== DESCRIPTION OF THE TASK ==
In the records that follow, find the line with "box: [63, 0, 103, 25]"; from there, retype every line exactly through the line with "positive clicks: (0, 48) (24, 39)", which also belongs to the answer.

---

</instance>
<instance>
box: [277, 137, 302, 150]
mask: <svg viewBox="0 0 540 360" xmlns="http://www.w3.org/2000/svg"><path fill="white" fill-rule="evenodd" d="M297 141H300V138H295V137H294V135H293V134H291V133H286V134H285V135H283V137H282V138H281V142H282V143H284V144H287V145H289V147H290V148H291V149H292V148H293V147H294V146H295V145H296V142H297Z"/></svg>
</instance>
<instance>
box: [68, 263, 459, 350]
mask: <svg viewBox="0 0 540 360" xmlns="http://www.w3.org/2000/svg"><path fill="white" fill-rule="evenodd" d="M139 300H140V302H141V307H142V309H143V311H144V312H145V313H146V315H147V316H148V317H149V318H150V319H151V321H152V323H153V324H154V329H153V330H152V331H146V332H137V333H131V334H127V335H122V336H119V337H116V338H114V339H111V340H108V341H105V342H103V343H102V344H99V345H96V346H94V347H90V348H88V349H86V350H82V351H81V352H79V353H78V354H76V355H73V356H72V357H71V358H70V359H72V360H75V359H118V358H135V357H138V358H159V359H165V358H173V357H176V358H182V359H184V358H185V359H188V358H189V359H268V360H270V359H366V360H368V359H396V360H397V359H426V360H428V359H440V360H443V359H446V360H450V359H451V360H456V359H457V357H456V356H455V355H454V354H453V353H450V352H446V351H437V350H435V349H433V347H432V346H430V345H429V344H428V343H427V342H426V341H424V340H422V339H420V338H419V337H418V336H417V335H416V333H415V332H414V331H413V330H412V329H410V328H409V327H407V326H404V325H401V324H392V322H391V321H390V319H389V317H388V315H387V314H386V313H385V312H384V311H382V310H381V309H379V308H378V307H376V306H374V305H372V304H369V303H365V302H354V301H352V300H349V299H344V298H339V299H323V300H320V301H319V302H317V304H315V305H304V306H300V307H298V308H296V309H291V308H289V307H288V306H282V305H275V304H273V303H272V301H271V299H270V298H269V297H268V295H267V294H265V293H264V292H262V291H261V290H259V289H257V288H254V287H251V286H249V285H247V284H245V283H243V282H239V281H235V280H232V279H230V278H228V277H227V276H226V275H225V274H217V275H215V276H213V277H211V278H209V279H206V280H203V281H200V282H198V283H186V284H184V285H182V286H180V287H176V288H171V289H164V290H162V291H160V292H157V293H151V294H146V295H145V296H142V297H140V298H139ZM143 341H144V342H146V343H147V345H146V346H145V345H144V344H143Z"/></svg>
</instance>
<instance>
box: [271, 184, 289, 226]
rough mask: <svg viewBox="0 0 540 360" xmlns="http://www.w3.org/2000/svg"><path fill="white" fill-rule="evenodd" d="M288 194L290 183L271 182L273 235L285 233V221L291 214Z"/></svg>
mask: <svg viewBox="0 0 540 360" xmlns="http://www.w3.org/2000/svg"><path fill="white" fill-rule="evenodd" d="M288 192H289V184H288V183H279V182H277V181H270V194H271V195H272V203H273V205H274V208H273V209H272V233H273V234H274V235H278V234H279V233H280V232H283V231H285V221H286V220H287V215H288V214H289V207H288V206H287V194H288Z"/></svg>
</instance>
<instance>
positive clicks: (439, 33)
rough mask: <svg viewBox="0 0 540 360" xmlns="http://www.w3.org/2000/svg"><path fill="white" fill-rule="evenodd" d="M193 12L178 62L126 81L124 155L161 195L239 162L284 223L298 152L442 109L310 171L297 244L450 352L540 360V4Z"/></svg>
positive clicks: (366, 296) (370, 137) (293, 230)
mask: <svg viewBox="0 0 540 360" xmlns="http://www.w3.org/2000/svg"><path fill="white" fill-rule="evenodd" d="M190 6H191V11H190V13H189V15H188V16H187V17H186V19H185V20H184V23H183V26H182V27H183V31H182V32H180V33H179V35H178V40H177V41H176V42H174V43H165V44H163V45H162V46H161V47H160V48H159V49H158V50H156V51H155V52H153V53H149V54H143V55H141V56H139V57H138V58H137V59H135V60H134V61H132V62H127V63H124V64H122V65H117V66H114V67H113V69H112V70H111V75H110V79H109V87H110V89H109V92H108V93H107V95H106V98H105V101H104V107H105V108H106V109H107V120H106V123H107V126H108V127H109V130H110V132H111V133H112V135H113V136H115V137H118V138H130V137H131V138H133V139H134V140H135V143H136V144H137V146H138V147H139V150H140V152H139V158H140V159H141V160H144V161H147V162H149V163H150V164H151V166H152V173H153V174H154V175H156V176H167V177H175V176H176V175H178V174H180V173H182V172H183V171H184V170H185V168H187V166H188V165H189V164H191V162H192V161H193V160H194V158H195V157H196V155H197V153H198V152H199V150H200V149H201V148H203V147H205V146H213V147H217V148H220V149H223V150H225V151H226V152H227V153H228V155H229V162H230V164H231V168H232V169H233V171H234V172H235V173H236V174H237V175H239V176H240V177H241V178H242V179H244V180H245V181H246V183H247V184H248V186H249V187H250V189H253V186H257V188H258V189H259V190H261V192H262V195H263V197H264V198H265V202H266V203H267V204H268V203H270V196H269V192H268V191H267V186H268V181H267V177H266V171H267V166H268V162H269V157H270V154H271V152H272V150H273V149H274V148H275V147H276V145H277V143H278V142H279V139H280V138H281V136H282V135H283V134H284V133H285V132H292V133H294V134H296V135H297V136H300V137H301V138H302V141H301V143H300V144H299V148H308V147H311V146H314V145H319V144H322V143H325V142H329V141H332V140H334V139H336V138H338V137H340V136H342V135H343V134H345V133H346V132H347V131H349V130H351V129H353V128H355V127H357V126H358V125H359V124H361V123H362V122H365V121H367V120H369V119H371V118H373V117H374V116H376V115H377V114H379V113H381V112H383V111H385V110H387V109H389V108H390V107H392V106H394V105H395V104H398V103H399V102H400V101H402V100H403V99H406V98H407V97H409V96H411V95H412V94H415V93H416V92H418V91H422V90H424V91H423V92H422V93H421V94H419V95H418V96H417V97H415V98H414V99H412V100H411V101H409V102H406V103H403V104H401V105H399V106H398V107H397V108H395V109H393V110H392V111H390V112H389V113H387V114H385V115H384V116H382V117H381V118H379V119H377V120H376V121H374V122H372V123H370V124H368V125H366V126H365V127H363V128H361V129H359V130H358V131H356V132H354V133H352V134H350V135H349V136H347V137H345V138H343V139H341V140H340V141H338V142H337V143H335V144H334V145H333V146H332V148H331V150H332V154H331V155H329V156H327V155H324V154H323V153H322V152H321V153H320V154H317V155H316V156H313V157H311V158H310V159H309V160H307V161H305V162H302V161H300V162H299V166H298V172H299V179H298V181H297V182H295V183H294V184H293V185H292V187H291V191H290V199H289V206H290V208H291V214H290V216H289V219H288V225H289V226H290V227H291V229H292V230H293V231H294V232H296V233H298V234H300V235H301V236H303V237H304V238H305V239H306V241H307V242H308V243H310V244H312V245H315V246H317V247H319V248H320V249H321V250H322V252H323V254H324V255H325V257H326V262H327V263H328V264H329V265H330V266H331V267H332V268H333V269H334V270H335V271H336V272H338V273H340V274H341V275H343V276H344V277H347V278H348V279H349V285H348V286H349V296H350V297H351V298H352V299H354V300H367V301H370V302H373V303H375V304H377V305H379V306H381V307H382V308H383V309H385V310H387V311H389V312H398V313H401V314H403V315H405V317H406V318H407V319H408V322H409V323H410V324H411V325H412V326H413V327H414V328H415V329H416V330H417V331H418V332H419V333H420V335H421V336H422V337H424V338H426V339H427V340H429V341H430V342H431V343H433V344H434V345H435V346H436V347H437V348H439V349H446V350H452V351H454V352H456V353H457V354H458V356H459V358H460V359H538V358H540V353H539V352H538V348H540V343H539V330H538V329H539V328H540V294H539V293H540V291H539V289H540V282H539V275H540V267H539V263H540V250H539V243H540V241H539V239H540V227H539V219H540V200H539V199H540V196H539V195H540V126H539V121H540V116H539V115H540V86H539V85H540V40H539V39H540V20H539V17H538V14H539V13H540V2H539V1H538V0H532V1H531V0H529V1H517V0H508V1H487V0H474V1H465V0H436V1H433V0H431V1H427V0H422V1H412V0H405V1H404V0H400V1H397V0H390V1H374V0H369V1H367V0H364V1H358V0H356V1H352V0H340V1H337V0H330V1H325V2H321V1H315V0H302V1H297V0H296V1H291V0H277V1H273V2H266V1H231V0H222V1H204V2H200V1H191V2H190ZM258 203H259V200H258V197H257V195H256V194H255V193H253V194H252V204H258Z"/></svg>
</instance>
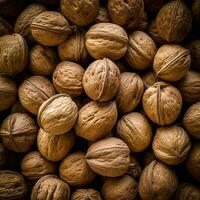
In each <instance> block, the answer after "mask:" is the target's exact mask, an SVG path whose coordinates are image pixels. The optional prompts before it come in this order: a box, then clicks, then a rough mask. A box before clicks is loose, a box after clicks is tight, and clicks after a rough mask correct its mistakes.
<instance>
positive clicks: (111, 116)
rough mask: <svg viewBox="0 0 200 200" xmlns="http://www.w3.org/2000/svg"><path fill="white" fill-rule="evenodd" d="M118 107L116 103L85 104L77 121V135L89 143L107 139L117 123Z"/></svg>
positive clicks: (93, 102) (76, 121) (108, 102)
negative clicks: (107, 137) (105, 138)
mask: <svg viewBox="0 0 200 200" xmlns="http://www.w3.org/2000/svg"><path fill="white" fill-rule="evenodd" d="M117 117H118V113H117V106H116V103H115V102H114V101H111V102H107V103H97V102H95V101H92V102H89V103H87V104H85V105H84V106H83V107H82V108H81V109H80V110H79V116H78V119H77V121H76V125H75V130H76V134H77V135H78V136H80V137H82V138H85V139H86V140H89V141H96V140H98V139H101V138H103V137H105V136H106V135H107V134H108V133H109V132H110V131H111V130H112V129H113V127H114V126H115V124H116V122H117Z"/></svg>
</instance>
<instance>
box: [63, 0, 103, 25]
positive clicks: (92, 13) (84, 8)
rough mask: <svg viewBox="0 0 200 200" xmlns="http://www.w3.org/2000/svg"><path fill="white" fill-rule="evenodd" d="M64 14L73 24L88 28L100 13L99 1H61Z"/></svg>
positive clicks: (96, 0)
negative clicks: (97, 15)
mask: <svg viewBox="0 0 200 200" xmlns="http://www.w3.org/2000/svg"><path fill="white" fill-rule="evenodd" d="M60 9H61V12H62V14H63V15H64V16H65V17H66V18H67V19H68V20H69V21H70V22H72V23H73V24H76V25H78V26H87V25H89V24H91V23H92V22H93V21H95V19H96V17H97V15H98V13H99V1H98V0H90V1H88V0H81V1H74V0H61V1H60Z"/></svg>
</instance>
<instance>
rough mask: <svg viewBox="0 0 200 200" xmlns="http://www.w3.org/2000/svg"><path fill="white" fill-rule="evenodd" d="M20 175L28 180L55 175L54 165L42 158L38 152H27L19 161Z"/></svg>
mask: <svg viewBox="0 0 200 200" xmlns="http://www.w3.org/2000/svg"><path fill="white" fill-rule="evenodd" d="M21 173H22V174H23V175H24V176H25V177H26V178H27V179H29V180H38V179H39V178H41V177H42V176H44V175H47V174H54V173H56V165H55V164H54V163H53V162H50V161H48V160H46V159H45V158H43V157H42V155H41V154H40V153H39V152H38V151H33V152H29V153H28V154H26V155H25V156H24V158H23V159H22V161H21Z"/></svg>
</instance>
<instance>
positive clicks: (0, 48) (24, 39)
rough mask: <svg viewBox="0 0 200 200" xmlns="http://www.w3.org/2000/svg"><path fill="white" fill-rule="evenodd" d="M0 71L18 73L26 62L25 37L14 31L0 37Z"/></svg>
mask: <svg viewBox="0 0 200 200" xmlns="http://www.w3.org/2000/svg"><path fill="white" fill-rule="evenodd" d="M0 55H1V57H0V72H3V73H12V74H15V73H20V72H22V71H23V70H24V68H25V67H26V64H27V62H28V46H27V43H26V41H25V39H24V38H23V37H22V36H21V35H19V34H17V33H14V34H12V35H4V36H3V37H1V38H0Z"/></svg>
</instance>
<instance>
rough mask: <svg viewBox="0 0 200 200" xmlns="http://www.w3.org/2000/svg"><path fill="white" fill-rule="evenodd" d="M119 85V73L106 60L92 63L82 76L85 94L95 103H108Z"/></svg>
mask: <svg viewBox="0 0 200 200" xmlns="http://www.w3.org/2000/svg"><path fill="white" fill-rule="evenodd" d="M119 83H120V71H119V68H118V67H117V65H116V64H115V63H114V62H113V61H112V60H110V59H108V58H103V59H101V60H100V59H99V60H96V61H94V62H93V63H91V64H90V65H89V67H88V68H87V69H86V71H85V74H84V76H83V87H84V90H85V93H86V94H87V95H88V96H89V97H90V98H91V99H92V100H95V101H100V102H104V101H109V100H111V99H112V98H113V97H114V96H115V95H116V93H117V91H118V89H119Z"/></svg>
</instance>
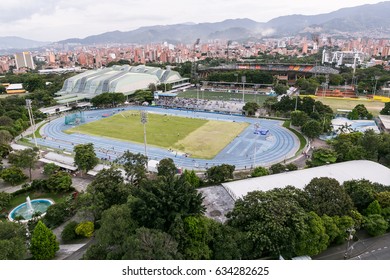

---

== EXPECTED OUTPUT ==
box: [63, 0, 103, 25]
positive clicks: (92, 13) (84, 8)
rough mask: <svg viewBox="0 0 200 200" xmlns="http://www.w3.org/2000/svg"><path fill="white" fill-rule="evenodd" d="M64 14L73 24L88 28L100 13L99 1H61Z"/></svg>
positive clicks: (96, 0)
negative clicks: (97, 15)
mask: <svg viewBox="0 0 200 200" xmlns="http://www.w3.org/2000/svg"><path fill="white" fill-rule="evenodd" d="M60 9H61V12H62V14H63V15H64V16H65V17H66V18H67V19H68V20H69V21H70V22H72V23H73V24H76V25H78V26H87V25H89V24H91V23H92V22H93V21H95V19H96V17H97V15H98V13H99V1H98V0H90V1H88V0H81V1H74V0H61V1H60Z"/></svg>
</instance>
<instance>
rough mask: <svg viewBox="0 0 200 200" xmlns="http://www.w3.org/2000/svg"><path fill="white" fill-rule="evenodd" d="M20 175L28 180L55 175L54 165L42 158L38 152H27L19 161Z"/></svg>
mask: <svg viewBox="0 0 200 200" xmlns="http://www.w3.org/2000/svg"><path fill="white" fill-rule="evenodd" d="M21 173H22V174H23V175H24V176H25V177H26V178H27V179H29V180H38V179H39V178H41V177H42V176H44V175H47V174H54V173H56V165H55V164H54V163H53V162H50V161H48V160H46V159H45V158H43V157H42V155H41V154H40V153H39V152H38V151H33V152H29V153H28V154H26V155H25V156H24V158H23V159H22V161H21Z"/></svg>
</instance>
<instance>
positive clicks: (0, 48) (24, 39)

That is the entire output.